- Extracted text

There’s a common misconception in established leadership circles, especially in more traditional industries, that young leaders are not only more entitled, but less effective than their older counterparts.
At the dawn of the millennial generation, findings certainly indicated that young people were more impatient professionally, both with advancement and job satisfaction.
The expectations young employees have of their employers are high. They’re unafraid to question authority and seek out new challenges at work.
But are confidence and high ambition uniquely the domain of today’s young?
Frustratingly, suggesting that an individual isn’t seasoned enough to compete when there are so many millennials running incredibly successful businesses — hello Facebook, Pinterest, Instagram, Dropbox and Quora — only diminishes their achievements.
I personally steer clear of the ‘millennial CEO’ moniker because of the negative connotations it carries.
As a generation “scarred by a flailing job market following the 2008 financial crisis [then] laden with record amounts of student debt,” and now the enormous impact of the coronavirus pandemic, we will struggle to ever accumulate anywhere near the levels of economic prosperity our parents earnt.
To make presumptions about our abilities, or our determination to achieve or succeed, or that as a generation, we’re inherently more flighty, lazier, and less competent than anyone over 40, is far-fetched at best.

- Supplied records
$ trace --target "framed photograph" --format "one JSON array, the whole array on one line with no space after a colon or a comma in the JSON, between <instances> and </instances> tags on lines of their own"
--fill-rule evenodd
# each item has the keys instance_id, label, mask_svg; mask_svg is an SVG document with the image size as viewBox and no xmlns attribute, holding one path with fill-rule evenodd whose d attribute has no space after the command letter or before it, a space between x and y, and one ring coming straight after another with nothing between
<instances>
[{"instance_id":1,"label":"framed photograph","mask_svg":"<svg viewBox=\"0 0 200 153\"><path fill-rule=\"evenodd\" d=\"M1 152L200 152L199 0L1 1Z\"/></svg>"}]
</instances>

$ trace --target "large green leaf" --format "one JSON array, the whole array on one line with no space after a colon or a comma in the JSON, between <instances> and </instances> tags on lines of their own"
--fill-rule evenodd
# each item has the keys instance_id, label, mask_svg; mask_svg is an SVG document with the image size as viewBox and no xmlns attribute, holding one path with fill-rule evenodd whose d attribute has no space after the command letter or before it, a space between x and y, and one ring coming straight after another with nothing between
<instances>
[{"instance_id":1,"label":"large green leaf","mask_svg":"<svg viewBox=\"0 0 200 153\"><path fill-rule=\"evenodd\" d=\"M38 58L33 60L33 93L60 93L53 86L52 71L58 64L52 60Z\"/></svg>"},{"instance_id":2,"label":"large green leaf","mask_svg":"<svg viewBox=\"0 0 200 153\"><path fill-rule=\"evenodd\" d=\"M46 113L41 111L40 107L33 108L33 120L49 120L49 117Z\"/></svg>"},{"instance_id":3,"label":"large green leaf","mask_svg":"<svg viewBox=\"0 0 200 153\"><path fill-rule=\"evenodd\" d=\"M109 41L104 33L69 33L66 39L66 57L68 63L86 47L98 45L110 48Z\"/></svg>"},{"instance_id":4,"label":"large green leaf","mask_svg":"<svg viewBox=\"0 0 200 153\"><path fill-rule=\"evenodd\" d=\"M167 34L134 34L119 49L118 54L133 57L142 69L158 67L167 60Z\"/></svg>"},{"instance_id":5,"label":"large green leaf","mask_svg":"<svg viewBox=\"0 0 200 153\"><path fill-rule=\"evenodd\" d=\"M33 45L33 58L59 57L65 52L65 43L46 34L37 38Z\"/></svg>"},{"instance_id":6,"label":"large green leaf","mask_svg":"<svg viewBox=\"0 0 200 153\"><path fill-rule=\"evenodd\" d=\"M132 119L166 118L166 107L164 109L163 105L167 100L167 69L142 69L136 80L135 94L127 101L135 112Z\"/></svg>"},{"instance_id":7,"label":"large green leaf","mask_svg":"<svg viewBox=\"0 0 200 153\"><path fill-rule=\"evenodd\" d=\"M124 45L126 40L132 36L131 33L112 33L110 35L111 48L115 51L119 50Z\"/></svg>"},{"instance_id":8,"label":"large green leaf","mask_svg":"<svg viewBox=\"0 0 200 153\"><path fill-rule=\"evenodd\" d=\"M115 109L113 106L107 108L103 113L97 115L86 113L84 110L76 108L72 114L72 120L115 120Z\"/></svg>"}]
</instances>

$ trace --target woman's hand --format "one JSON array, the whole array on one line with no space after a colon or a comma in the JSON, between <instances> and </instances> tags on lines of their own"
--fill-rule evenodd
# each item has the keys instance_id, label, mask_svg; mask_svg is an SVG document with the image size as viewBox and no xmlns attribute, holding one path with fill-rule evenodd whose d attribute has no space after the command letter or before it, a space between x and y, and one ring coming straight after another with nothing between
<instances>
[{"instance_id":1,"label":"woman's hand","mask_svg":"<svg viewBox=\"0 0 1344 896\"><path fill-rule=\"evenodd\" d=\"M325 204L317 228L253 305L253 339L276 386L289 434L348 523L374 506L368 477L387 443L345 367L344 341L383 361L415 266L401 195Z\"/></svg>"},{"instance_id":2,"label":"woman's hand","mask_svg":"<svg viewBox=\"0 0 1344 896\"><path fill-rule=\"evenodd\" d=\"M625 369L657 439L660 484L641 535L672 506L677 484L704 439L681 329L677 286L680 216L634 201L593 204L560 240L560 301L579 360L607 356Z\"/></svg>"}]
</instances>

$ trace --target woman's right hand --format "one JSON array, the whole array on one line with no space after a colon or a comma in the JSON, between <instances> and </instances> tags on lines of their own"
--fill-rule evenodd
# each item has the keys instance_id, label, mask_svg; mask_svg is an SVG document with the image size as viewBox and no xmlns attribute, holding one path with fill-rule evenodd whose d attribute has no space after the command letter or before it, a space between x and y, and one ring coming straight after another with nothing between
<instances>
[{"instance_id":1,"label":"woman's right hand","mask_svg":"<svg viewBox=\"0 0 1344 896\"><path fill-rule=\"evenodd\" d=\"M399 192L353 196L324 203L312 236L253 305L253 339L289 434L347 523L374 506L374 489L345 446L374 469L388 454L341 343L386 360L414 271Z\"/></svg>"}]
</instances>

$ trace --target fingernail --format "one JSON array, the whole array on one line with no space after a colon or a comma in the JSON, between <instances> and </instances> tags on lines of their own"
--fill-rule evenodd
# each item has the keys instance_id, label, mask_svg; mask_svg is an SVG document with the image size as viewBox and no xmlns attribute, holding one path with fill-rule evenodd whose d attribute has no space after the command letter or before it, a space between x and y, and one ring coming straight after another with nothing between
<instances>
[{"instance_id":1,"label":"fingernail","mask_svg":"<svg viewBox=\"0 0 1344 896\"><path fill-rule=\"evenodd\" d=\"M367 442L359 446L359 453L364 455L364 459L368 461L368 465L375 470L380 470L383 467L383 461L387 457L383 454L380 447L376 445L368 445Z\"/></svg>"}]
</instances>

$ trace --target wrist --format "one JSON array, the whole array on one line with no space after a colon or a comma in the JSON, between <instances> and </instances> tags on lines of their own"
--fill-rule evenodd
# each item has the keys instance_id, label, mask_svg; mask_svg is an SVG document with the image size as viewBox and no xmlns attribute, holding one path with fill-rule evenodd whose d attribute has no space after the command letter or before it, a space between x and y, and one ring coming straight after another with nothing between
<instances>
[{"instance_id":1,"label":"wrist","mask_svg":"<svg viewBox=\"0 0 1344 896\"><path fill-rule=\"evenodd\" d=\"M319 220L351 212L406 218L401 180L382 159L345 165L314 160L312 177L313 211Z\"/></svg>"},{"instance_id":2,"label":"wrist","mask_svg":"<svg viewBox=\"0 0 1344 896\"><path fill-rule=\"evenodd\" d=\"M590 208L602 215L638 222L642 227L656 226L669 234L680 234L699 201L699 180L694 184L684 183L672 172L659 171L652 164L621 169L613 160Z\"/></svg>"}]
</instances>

- Problem to solve
Reproduce the full text about young leaders word for word. Rely only on the text about young leaders, not on the material.

- Exercise output
There’s a common misconception in established leadership circles, especially in more traditional industries, that young leaders are not only more entitled, but less effective than their older counterparts.
At the dawn of the millennial generation, findings certainly indicated that young people were more impatient professionally, both with advancement and job satisfaction.
The expectations young employees have of their employers are high. They’re unafraid to question authority and seek out new challenges at work.
But are confidence and high ambition uniquely the domain of today’s young?
Frustratingly, suggesting that an individual isn’t seasoned enough to compete when there are so many millennials running incredibly successful businesses — hello Facebook, Pinterest, Instagram, Dropbox and Quora — only diminishes their achievements.
I personally steer clear of the ‘millennial CEO’ moniker because of the negative connotations it carries.
As a generation “scarred by a flailing job market following the 2008 financial crisis [then] laden with record amounts of student debt,” and now the enormous impact of the coronavirus pandemic, we will struggle to ever accumulate anywhere near the levels of economic prosperity our parents earnt.
To make presumptions about our abilities, or our determination to achieve or succeed, or that as a generation, we’re inherently more flighty, lazier, and less competent than anyone over 40, is far-fetched at best.